Copy out each line of the material below with no changes.
--- BEGIN Records shown ---
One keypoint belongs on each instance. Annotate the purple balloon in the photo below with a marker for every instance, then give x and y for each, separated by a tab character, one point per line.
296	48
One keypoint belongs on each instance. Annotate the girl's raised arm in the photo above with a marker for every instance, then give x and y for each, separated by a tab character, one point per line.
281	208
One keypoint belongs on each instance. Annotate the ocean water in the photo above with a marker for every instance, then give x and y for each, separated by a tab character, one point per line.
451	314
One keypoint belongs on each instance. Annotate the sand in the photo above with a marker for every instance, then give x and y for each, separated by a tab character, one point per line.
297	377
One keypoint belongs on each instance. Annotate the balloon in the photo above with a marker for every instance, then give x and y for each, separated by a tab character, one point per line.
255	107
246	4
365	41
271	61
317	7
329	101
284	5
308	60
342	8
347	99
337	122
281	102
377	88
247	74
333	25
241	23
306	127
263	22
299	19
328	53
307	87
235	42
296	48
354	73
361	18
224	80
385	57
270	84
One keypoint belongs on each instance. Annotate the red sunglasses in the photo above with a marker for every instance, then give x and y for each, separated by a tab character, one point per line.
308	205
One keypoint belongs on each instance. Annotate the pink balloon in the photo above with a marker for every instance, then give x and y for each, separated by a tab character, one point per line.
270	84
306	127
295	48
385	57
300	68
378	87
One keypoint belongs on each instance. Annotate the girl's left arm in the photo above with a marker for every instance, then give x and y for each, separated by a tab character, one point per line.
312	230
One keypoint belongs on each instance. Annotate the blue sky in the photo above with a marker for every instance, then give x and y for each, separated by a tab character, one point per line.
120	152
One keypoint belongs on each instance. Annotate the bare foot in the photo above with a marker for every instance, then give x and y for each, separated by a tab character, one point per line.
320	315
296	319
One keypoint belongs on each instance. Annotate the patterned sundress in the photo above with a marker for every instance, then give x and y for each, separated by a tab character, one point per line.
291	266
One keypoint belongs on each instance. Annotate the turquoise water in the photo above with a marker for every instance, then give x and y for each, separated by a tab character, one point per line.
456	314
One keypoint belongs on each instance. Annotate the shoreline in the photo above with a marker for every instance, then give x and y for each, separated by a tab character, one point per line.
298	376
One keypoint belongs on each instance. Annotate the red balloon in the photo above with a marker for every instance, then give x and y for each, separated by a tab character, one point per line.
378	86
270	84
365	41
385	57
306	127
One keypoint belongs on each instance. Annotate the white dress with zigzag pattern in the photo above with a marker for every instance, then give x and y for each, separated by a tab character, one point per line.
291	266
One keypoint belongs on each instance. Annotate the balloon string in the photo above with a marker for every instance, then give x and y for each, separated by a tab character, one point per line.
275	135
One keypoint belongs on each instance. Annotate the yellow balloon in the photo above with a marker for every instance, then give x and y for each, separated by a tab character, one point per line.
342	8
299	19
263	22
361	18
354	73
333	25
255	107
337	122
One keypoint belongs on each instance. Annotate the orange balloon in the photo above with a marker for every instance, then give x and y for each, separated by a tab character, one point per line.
--- END Records shown ---
* [Response to the task]
One keypoint belongs on each instance. Annotate the purple balloon in the photo below with a marker for every instance, then give x and y for each, separated by a tab character, one point per line.
296	48
One keypoint belongs on each instance. Annotate the girl's raised arm in the photo above with a marker for every instance, then give x and y for each, separated by a tab character, one point per line.
281	208
One keypoint belongs on each instance. Annotate the ocean water in the photo above with a marker for every instance, then give x and y for each, separated by a tab character, one point per line.
451	314
One keypoint belongs on each instance. Annotate the sand in the photo above with a marker for every instance, then give x and y for each, separated by a tab character, one point per line.
297	377
One keypoint belongs on each instance. Annotate the balloon in the photo above with a marker for every instance, then give x and y for each, separated by a tab character, one point per line.
255	107
246	4
365	41
271	61
317	7
329	101
284	5
308	60
342	8
347	99
337	122
281	102
377	88
247	74
333	25
241	23
306	127
263	22
299	19
328	53
307	87
235	42
296	48
354	73
361	18
224	80
385	57
270	84
One keypoint belongs on each instance. Annotate the red sunglasses in the photo above with a marker for every instance, then give x and y for each, separated by a tab character, one point per line.
308	205
One keypoint belongs on each instance. Annotate the pink balloon in the photo above with a marker for every instance, then give x and y for each, separated by a tab character, one point per line.
270	84
306	127
295	48
385	57
300	68
378	87
One keypoint belongs on each instance. Annotate the girl's left arm in the photo above with a marker for every instance, then give x and y for each, separated by a tab character, one point per line.
312	230
One keypoint belongs on each instance. Annotate the blue sky in the photo above with a marker for every instance, then give x and y for each, separated by a tab character, one point per line.
120	152
One keypoint belongs on each instance. Annotate the bare foot in the photo above with a marker for every instance, then give x and y for each, separated by a tab character, one point per line.
320	315
296	319
One keypoint belongs on each instance. Annotate the patterned sundress in the photo above with a marker for every instance, then give x and y for each, separated by a tab character, one point per line.
291	266
One keypoint belongs on each instance. Annotate the turquoise water in the photo above with a marker for every instance, then give x and y for each, separated by a tab character, one point per line.
456	314
One keypoint belongs on each instance. Annotate the shoreline in the photo above with a marker for every instance, then give x and y for each, separated by a tab character, one point per line.
298	376
One keypoint belongs on each instance. Annotate the red balloon in the photo above with a marker for every instance, then give x and y for each, separated by a tab character, one point per line.
378	86
270	84
365	41
385	57
306	127
One keypoint belongs on each instance. Annotate the white dress with zigzag pattern in the photo above with a marker for every instance, then give x and y for each, separated by a tab character, one point per line.
291	266
One keypoint belongs on each instance. Annotate the balloon string in the photo above with a marker for every instance, then give x and y for each, separated by a tab character, one point per line.
275	135
One keypoint belongs on each instance. Annotate the yellow balloon in the photo above with a marker for every instance, then give x and y for each, separated by a tab character, one point per line.
342	8
299	19
263	22
361	18
354	73
333	25
255	107
337	122
One keypoint belongs on each instance. Annotate the orange balloon in the photo above with a marker for every instance, then give x and y for each, separated by a tab character, one point per line.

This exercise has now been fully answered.